-------- Dataset records --------

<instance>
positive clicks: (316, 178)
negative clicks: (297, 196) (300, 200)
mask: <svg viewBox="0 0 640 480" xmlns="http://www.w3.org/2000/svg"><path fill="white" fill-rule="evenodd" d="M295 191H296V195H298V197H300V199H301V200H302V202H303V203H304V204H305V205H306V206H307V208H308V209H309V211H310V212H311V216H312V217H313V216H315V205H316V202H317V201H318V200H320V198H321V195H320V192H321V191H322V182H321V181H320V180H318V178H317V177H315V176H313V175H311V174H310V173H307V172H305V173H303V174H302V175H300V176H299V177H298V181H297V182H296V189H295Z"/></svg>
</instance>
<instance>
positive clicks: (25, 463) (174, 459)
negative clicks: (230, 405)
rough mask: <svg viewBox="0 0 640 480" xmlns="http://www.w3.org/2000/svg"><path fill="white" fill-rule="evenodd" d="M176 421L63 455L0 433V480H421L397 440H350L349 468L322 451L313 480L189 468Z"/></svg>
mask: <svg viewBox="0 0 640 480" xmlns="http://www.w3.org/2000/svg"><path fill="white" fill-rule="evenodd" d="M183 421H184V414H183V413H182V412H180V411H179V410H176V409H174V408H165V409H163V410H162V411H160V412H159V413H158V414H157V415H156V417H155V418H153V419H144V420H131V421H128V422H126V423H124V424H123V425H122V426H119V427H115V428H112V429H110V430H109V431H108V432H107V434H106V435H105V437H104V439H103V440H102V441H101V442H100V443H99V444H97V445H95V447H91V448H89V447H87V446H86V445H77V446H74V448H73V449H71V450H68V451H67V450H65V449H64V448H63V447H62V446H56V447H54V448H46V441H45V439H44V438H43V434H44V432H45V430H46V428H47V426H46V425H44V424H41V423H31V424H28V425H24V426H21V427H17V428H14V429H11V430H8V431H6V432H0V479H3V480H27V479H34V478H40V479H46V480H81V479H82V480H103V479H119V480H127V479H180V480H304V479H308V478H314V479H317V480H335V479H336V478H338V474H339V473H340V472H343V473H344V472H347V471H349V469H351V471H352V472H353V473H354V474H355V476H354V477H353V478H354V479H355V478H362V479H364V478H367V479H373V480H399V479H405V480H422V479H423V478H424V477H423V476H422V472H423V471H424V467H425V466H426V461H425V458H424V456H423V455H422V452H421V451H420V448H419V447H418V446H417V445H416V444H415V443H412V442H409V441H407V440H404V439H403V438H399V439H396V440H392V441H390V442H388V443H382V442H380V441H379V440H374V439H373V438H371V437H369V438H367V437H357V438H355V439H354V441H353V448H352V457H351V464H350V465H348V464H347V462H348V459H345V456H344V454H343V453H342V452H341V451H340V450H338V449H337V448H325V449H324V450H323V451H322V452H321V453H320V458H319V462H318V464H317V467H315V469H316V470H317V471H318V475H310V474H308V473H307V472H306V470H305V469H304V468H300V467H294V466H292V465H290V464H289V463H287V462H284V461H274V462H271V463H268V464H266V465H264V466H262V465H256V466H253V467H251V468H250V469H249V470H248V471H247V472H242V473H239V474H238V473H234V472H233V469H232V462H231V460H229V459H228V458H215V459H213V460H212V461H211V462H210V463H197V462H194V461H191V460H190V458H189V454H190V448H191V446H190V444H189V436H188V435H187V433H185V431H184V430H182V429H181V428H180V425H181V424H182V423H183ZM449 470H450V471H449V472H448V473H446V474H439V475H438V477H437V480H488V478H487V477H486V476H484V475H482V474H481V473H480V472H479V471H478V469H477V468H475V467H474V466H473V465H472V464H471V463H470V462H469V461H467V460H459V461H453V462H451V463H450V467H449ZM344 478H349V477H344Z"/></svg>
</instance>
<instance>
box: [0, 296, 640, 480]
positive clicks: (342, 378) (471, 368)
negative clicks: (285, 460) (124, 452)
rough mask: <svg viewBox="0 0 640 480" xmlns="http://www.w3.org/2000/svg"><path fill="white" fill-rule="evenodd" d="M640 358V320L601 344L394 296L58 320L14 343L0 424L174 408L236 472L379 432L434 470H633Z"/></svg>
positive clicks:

--------

(Exercise): Please reproduce all of the lines above word for word, with no changes.

(Response below):
<instance>
positive clicks: (316, 178)
negative clicks: (297, 196) (300, 200)
mask: <svg viewBox="0 0 640 480" xmlns="http://www.w3.org/2000/svg"><path fill="white" fill-rule="evenodd" d="M295 191H296V195H298V197H300V199H301V200H302V202H303V203H304V204H305V205H306V206H307V208H308V209H309V211H310V212H311V216H312V217H313V216H315V205H316V202H317V201H318V200H320V198H321V195H320V192H321V191H322V182H321V181H320V180H318V178H317V177H315V176H313V175H311V174H310V173H307V172H305V173H303V174H302V175H300V176H299V177H298V181H297V182H296V189H295Z"/></svg>
</instance>
<instance>
positive clicks: (25, 463) (174, 459)
negative clicks: (230, 405)
rough mask: <svg viewBox="0 0 640 480" xmlns="http://www.w3.org/2000/svg"><path fill="white" fill-rule="evenodd" d="M176 421L63 455L0 433V480H421L397 440H350L349 468L322 451L313 480L189 468Z"/></svg>
mask: <svg viewBox="0 0 640 480" xmlns="http://www.w3.org/2000/svg"><path fill="white" fill-rule="evenodd" d="M183 421H184V414H183V413H182V412H180V411H179V410H176V409H174V408H165V409H163V410H162V411H160V412H159V413H158V414H157V415H156V417H155V418H153V419H144V420H131V421H128V422H126V423H124V424H123V425H122V426H119V427H115V428H112V429H110V430H109V431H108V432H107V434H106V435H105V437H104V439H103V440H102V441H101V442H100V443H99V444H97V445H95V447H91V448H89V447H87V446H86V445H77V446H74V448H73V449H71V450H68V451H67V450H65V449H64V448H63V447H62V446H56V447H54V448H46V441H45V439H44V438H43V434H44V432H45V430H46V428H47V426H46V425H44V424H41V423H31V424H28V425H24V426H21V427H17V428H14V429H11V430H8V431H6V432H0V479H3V480H27V479H34V478H40V479H46V480H81V479H82V480H103V479H119V480H127V479H180V480H304V479H308V478H314V479H317V480H335V479H336V478H338V474H339V473H340V472H343V473H344V472H347V471H349V469H351V471H352V472H353V473H354V474H355V476H354V477H353V478H354V479H355V478H362V479H364V478H367V479H373V480H399V479H405V480H422V479H423V478H424V477H423V476H422V472H423V471H424V467H425V466H426V461H425V458H424V456H423V455H422V452H421V451H420V448H419V447H418V446H417V445H416V444H415V443H412V442H409V441H407V440H404V439H403V438H399V439H396V440H392V441H390V442H388V443H382V442H380V441H379V440H374V439H373V438H371V437H369V438H367V437H357V438H355V439H354V441H353V448H352V457H351V464H350V465H348V464H347V462H348V459H345V456H344V454H343V453H342V452H341V451H340V450H338V449H337V448H325V449H324V450H323V451H322V452H321V453H320V458H319V462H318V464H317V467H315V469H316V470H317V471H318V475H310V474H308V473H307V472H306V470H305V469H304V468H300V467H294V466H292V465H290V464H289V463H287V462H284V461H274V462H271V463H268V464H266V465H264V466H262V465H256V466H253V467H251V468H250V469H249V470H248V471H247V472H242V473H239V474H238V473H234V472H233V469H232V462H231V460H229V459H228V458H215V459H213V460H212V461H211V462H210V463H197V462H194V461H191V460H190V458H189V454H190V448H191V446H190V444H189V436H188V435H187V433H185V431H184V430H182V429H181V428H180V425H181V424H182V423H183ZM449 470H450V471H449V472H448V473H446V474H439V475H438V477H437V480H488V478H487V477H486V476H484V475H482V474H481V473H480V472H479V471H478V469H477V468H475V467H474V466H473V465H472V464H471V463H470V462H469V461H467V460H459V461H453V462H451V463H450V467H449ZM344 478H349V477H344Z"/></svg>
</instance>
<instance>
box: [0, 296, 640, 480]
positive clicks: (342, 378) (471, 368)
negative clicks: (285, 460) (124, 452)
rough mask: <svg viewBox="0 0 640 480" xmlns="http://www.w3.org/2000/svg"><path fill="white" fill-rule="evenodd" d="M640 358V320L601 344L394 296L58 320L14 343L0 424L174 408L236 472L379 432L434 470H633Z"/></svg>
positive clicks:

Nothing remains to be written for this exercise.